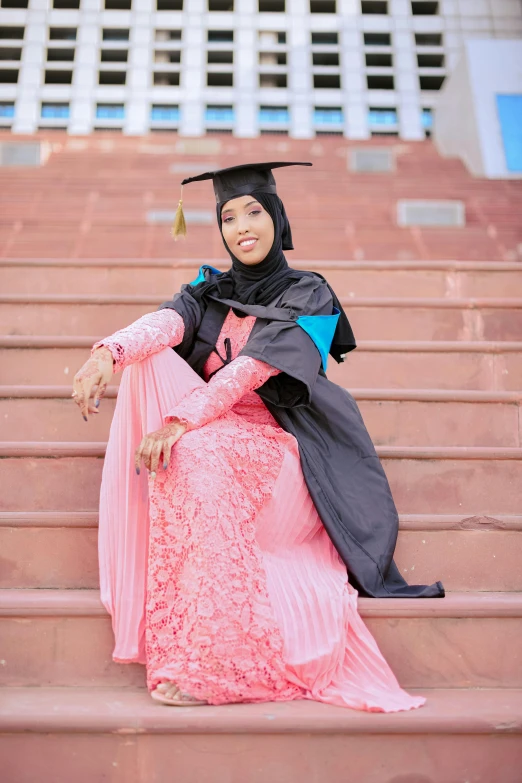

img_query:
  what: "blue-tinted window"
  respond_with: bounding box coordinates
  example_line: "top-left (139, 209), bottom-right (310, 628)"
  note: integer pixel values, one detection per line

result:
top-left (368, 109), bottom-right (398, 125)
top-left (258, 106), bottom-right (290, 122)
top-left (205, 106), bottom-right (234, 122)
top-left (497, 95), bottom-right (522, 172)
top-left (0, 101), bottom-right (14, 117)
top-left (314, 107), bottom-right (343, 125)
top-left (422, 109), bottom-right (433, 130)
top-left (41, 103), bottom-right (69, 120)
top-left (96, 103), bottom-right (125, 120)
top-left (150, 105), bottom-right (179, 122)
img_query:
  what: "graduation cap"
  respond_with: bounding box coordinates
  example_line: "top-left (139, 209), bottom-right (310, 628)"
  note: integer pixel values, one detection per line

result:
top-left (172, 161), bottom-right (313, 241)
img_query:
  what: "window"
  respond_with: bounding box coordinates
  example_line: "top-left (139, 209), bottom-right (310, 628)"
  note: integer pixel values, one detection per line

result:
top-left (208, 0), bottom-right (234, 11)
top-left (258, 106), bottom-right (290, 123)
top-left (0, 68), bottom-right (18, 84)
top-left (0, 46), bottom-right (22, 60)
top-left (207, 50), bottom-right (234, 65)
top-left (259, 73), bottom-right (287, 89)
top-left (0, 101), bottom-right (14, 119)
top-left (40, 103), bottom-right (69, 120)
top-left (421, 109), bottom-right (433, 131)
top-left (150, 103), bottom-right (179, 122)
top-left (368, 106), bottom-right (398, 126)
top-left (361, 0), bottom-right (388, 14)
top-left (366, 53), bottom-right (393, 68)
top-left (49, 27), bottom-right (76, 41)
top-left (0, 27), bottom-right (24, 41)
top-left (257, 30), bottom-right (286, 46)
top-left (314, 106), bottom-right (343, 125)
top-left (152, 71), bottom-right (180, 87)
top-left (417, 54), bottom-right (444, 68)
top-left (207, 30), bottom-right (234, 43)
top-left (415, 33), bottom-right (442, 46)
top-left (364, 33), bottom-right (391, 46)
top-left (154, 49), bottom-right (181, 65)
top-left (156, 0), bottom-right (183, 11)
top-left (154, 30), bottom-right (181, 43)
top-left (366, 74), bottom-right (395, 90)
top-left (259, 52), bottom-right (286, 65)
top-left (47, 48), bottom-right (74, 62)
top-left (312, 52), bottom-right (339, 66)
top-left (100, 49), bottom-right (129, 63)
top-left (207, 73), bottom-right (234, 87)
top-left (419, 75), bottom-right (444, 91)
top-left (411, 0), bottom-right (439, 16)
top-left (314, 73), bottom-right (341, 90)
top-left (259, 0), bottom-right (285, 9)
top-left (44, 71), bottom-right (72, 84)
top-left (96, 103), bottom-right (125, 120)
top-left (102, 27), bottom-right (129, 41)
top-left (105, 0), bottom-right (132, 11)
top-left (310, 0), bottom-right (337, 14)
top-left (312, 33), bottom-right (339, 46)
top-left (205, 106), bottom-right (234, 122)
top-left (98, 71), bottom-right (127, 85)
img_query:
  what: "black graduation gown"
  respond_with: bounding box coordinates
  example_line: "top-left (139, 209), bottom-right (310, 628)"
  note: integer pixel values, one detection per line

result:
top-left (161, 273), bottom-right (444, 598)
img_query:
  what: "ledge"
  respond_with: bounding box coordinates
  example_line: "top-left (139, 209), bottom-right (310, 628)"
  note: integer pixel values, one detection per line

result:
top-left (0, 334), bottom-right (522, 353)
top-left (4, 441), bottom-right (522, 460)
top-left (0, 688), bottom-right (522, 735)
top-left (0, 511), bottom-right (522, 533)
top-left (0, 588), bottom-right (522, 619)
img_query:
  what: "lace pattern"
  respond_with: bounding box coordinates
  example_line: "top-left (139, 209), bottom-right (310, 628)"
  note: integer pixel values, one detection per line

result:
top-left (92, 309), bottom-right (185, 372)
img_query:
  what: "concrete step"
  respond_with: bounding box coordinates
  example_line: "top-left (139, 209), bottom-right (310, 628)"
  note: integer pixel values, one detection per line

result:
top-left (0, 386), bottom-right (522, 446)
top-left (4, 296), bottom-right (522, 341)
top-left (0, 688), bottom-right (522, 783)
top-left (0, 511), bottom-right (522, 592)
top-left (0, 258), bottom-right (521, 301)
top-left (0, 442), bottom-right (522, 516)
top-left (0, 589), bottom-right (522, 688)
top-left (4, 336), bottom-right (522, 391)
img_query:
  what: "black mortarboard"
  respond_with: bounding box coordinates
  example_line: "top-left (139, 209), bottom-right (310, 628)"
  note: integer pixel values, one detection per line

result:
top-left (172, 161), bottom-right (313, 240)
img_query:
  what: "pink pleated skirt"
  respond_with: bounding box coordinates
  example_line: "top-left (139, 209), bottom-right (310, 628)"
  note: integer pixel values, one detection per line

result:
top-left (99, 349), bottom-right (425, 712)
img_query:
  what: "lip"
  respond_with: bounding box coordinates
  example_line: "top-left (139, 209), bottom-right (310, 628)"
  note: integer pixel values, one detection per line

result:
top-left (237, 237), bottom-right (258, 253)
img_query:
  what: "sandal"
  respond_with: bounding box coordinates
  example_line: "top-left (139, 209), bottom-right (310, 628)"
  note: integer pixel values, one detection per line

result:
top-left (150, 690), bottom-right (208, 707)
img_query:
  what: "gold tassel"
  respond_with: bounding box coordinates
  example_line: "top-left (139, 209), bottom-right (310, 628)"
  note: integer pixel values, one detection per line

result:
top-left (171, 185), bottom-right (187, 242)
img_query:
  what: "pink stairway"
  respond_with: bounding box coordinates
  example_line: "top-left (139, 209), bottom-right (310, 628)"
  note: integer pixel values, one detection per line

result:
top-left (0, 134), bottom-right (522, 783)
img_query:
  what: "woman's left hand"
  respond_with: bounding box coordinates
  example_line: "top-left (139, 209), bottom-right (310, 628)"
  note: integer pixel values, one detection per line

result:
top-left (134, 422), bottom-right (187, 478)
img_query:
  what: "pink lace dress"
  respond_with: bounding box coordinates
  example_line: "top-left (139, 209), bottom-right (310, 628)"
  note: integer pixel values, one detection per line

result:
top-left (95, 310), bottom-right (425, 712)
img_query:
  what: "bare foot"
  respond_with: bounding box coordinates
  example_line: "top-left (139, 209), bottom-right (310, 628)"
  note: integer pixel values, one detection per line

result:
top-left (151, 682), bottom-right (207, 707)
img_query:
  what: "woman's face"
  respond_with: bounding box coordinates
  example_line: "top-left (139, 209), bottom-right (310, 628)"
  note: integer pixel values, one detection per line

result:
top-left (221, 196), bottom-right (274, 266)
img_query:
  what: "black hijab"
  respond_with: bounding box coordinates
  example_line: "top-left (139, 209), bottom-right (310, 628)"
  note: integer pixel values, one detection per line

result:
top-left (178, 189), bottom-right (356, 362)
top-left (216, 190), bottom-right (300, 305)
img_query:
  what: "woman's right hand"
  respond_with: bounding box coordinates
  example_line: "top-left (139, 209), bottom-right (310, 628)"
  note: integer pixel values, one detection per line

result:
top-left (72, 346), bottom-right (113, 421)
───
Welke regels in de lijst hierboven bevatten het woord "woman"? Zoek ze allemaal op en neem elke regel volledig over, waarbij hoofdletters en kleine letters verschil maken.

  what: "woman's left hand"
  what: "woman's face"
  what: "woman's right hand"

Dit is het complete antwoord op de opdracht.